Text provided
⟨
The Meanings of Life
Life is eternal recurrence. That which hath been shall be and that which was done shall be done again. But when a sperm fuses with an egg, the nascent interpreter is something new under the sun. Our genes convey information from the deep past to be used with information from current events to inform our choices in a rapidly changing world. Why a zygote receives one set of genes rather than another can be considered chance, a concatenation of random events that picks one from the numberless possibilities that could have been sampled from its mother’s and father’s genomes. The cards are ancient, but each hand is new. The fall of the cards cannot be anticipated, but we attempt to do the best with the cards we are dealt. We play our hands and the cards are reshuffled.
The meaning of a life is the life that is lived. Your body is an interpretation of your life. Cartesian dualism divided the indivisible body into tools to be used once a choice had been made (res extensa) and parts that were texts used in choosing (res cogitans). When an organism acts, it is the organism’s evolutionary and developmental history that determines to which information it responds and how it responds. The organism exerts its will as the lead actor in its own drama, as a canceler of irrelevant causes and of competing narratives. Yet, despite this autonomy of action, many actors succumb to the slings and arrows of outrageous fortune, to factors beyond their control, foremost among which are the roles played by other actors.
Self-reflective organisms (selves) respond to their world with internal changes that rewire connections between inputs and outputs to make more effective future choices, learn from experience which inputs to attend and which to ignore, perfect performance by practice with feedback from past action, and possess rich memories to inform future choice. Highly sophisticated selves augment their behaviors by observation of what works for other actors, learn from the instruction of parents and other tutors, and choose principles by which to live in pursuit of self-chosen goals. These internal changes comprise an embodied memory of the self’s life experience (the meaning of its life). This intricate and intimate private text, an interpretation intended to be self-interpreted, seamlessly melds ancient wisdom of genetic and cultural texts with news from the senses. It is responsive and responsible. It is the material and mortal soul that dies with the body.
In the beginning was mechanism. Things just happened. The origin of meaning was the origin of intentional difference making. Choice became free as degrees of freedom of observation and of intended action broadened and deepened. To understand a free choice, one must understand an interpreter’s soul.
In fine est principium.
1 Pearl’s (2000) “causal models” can be considered a class of interpreters in which the do-operator performs the role of an observation by fixing the value of an input variable. Tononi’s (2004) “integration of information” refers to internal causal processes of interpreters.
⟩
Required tasks
[1] In the passage on the meanings of life, what Latin term does Cartesian dualism give to the parts that were texts used in choosing?
[2] Please quote the passage on the meanings of life between "The Meanings of" and "cards are reshuffled.", inclusive.

Supplied data
⟨
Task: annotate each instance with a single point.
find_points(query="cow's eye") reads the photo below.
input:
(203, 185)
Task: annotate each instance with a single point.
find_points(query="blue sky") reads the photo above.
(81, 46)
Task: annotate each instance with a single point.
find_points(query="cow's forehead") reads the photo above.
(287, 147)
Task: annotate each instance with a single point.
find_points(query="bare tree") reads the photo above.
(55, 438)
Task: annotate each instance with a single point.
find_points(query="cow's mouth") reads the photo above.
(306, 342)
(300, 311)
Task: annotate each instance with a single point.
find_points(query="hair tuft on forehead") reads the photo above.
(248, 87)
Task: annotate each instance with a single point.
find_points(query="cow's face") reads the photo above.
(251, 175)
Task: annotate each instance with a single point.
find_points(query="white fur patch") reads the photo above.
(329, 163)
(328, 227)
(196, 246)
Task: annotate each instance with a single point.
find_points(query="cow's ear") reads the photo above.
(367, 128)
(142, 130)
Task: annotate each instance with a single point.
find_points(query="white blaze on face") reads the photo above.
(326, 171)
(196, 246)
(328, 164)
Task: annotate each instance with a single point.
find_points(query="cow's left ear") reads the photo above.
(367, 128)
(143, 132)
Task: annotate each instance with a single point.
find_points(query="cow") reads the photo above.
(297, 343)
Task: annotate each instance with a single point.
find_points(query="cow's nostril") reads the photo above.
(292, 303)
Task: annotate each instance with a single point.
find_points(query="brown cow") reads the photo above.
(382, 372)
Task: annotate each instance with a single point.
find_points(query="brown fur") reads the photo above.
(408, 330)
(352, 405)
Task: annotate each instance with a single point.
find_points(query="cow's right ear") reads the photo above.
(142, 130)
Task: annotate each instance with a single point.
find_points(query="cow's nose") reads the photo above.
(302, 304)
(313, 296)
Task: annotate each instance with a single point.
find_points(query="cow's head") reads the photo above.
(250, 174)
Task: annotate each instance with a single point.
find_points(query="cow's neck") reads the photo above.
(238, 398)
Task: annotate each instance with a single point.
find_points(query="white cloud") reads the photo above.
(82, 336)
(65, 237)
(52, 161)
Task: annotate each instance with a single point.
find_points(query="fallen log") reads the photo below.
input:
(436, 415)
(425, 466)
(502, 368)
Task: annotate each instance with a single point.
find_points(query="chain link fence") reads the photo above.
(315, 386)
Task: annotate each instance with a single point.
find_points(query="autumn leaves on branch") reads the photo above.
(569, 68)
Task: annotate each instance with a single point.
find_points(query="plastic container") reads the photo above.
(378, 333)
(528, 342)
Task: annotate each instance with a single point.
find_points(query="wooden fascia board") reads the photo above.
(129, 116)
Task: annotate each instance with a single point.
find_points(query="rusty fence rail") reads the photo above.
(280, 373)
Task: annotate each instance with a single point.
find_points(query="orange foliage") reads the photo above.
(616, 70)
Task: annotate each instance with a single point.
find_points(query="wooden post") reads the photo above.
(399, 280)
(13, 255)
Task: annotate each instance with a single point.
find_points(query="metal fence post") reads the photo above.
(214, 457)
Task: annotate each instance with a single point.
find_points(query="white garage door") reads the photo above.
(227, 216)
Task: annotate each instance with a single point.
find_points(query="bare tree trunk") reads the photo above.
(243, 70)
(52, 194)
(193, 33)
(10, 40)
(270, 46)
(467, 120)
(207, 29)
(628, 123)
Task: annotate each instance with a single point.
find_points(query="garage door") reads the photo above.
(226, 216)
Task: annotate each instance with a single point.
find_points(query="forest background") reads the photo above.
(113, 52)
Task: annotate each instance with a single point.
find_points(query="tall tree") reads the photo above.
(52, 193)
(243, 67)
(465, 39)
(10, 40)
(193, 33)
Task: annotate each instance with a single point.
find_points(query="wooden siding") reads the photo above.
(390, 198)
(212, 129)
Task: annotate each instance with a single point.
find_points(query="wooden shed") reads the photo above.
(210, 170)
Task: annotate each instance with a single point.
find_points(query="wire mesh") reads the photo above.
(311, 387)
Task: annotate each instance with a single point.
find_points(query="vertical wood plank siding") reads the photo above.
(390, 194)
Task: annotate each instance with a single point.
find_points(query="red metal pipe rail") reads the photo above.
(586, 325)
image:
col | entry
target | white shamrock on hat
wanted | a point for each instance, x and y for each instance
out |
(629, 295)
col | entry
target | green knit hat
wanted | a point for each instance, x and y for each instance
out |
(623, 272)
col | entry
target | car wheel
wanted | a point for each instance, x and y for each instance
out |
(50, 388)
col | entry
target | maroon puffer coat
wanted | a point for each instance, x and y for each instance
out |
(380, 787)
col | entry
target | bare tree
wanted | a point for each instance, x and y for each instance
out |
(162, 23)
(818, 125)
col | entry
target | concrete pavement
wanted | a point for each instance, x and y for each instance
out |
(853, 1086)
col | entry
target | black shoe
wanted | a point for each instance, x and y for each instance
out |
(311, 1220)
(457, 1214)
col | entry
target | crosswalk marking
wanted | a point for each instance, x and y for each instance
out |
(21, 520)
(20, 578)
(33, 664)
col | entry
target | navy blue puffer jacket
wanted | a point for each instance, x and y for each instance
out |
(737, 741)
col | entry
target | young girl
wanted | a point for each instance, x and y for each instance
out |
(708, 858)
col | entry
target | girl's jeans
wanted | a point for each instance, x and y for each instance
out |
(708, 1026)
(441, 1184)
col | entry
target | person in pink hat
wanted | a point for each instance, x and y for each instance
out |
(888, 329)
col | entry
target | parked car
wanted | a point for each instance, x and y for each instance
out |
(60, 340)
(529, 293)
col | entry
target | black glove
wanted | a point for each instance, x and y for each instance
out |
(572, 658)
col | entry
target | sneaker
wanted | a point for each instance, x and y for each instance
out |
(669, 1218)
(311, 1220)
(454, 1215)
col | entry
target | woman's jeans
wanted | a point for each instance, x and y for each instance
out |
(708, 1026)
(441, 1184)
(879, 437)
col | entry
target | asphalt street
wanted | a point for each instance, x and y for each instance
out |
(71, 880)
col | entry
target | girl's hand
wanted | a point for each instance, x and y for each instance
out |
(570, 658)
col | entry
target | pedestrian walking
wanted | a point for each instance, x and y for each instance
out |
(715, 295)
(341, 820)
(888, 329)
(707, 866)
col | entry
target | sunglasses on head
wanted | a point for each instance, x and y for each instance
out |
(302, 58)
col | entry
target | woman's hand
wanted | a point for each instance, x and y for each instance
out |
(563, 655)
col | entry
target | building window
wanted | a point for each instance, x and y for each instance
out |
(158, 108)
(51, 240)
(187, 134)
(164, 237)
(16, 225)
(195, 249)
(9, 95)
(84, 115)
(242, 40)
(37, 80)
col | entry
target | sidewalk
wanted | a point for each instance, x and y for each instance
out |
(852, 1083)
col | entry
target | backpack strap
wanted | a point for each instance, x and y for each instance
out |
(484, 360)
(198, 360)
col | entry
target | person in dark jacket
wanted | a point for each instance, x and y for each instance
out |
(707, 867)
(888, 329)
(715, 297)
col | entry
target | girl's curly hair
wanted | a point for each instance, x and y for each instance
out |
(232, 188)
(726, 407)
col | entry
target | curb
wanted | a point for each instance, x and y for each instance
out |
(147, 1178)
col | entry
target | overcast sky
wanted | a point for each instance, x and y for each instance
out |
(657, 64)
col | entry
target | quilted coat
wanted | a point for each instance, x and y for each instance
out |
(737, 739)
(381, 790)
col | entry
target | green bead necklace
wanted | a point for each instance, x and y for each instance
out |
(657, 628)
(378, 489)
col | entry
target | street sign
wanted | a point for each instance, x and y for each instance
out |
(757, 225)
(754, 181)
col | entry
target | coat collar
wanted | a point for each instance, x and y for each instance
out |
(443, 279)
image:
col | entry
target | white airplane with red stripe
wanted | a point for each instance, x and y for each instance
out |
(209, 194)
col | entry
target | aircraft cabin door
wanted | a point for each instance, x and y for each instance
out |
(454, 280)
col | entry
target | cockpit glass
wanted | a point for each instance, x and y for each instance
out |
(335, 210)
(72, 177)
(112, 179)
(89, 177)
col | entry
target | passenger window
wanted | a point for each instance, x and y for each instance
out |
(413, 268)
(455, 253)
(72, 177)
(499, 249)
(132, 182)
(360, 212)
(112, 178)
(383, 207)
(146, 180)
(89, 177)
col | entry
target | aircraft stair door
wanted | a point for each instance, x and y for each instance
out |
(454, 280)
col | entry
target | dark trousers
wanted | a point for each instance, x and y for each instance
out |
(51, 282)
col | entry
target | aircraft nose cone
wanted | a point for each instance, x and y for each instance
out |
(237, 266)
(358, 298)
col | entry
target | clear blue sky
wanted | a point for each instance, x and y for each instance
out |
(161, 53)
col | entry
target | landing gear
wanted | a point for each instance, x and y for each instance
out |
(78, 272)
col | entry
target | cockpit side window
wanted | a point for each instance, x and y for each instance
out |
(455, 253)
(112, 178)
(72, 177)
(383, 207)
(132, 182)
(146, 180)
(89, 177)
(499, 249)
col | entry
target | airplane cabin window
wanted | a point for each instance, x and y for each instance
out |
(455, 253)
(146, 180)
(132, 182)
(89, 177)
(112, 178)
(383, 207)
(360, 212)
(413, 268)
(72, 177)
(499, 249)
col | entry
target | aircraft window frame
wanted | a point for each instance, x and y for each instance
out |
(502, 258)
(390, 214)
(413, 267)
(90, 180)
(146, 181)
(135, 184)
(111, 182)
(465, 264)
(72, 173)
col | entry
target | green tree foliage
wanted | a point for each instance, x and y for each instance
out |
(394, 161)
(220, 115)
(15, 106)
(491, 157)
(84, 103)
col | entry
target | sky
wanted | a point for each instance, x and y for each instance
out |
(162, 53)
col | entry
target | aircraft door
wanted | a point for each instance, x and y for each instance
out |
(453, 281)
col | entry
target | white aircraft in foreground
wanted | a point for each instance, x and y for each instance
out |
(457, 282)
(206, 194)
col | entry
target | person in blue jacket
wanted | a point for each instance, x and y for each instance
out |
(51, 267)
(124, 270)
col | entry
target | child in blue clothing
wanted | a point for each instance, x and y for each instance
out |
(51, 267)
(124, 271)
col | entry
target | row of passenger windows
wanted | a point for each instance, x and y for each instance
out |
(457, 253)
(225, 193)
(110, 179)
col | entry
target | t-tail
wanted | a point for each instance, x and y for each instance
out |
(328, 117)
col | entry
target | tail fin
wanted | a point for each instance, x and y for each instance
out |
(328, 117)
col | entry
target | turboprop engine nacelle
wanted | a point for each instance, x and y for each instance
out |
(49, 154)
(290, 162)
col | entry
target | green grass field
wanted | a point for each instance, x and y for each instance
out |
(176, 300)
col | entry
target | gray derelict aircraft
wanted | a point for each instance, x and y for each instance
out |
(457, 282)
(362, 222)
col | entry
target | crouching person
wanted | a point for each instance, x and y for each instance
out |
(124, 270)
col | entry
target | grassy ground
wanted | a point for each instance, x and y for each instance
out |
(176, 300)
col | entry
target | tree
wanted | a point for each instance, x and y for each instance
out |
⟩
Expected responses
[1] Res cogitans.

[2]
The Meanings of Life
Life is eternal recurrence. That which hath been shall be and that which was done shall be done again. But when a sperm fuses with an egg, the nascent interpreter is something new under the sun. Our genes convey information from the deep past to be used with information from current events to inform our choices in a rapidly changing world. Why a zygote receives one set of genes rather than another can be considered chance, a concatenation of random events that picks one from the numberless possibilities that could have been sampled from its mother’s and father’s genomes. The cards are ancient, but each hand is new. The fall of the cards cannot be anticipated, but we attempt to do the best with the cards we are dealt. We play our hands and the cards are reshuffled.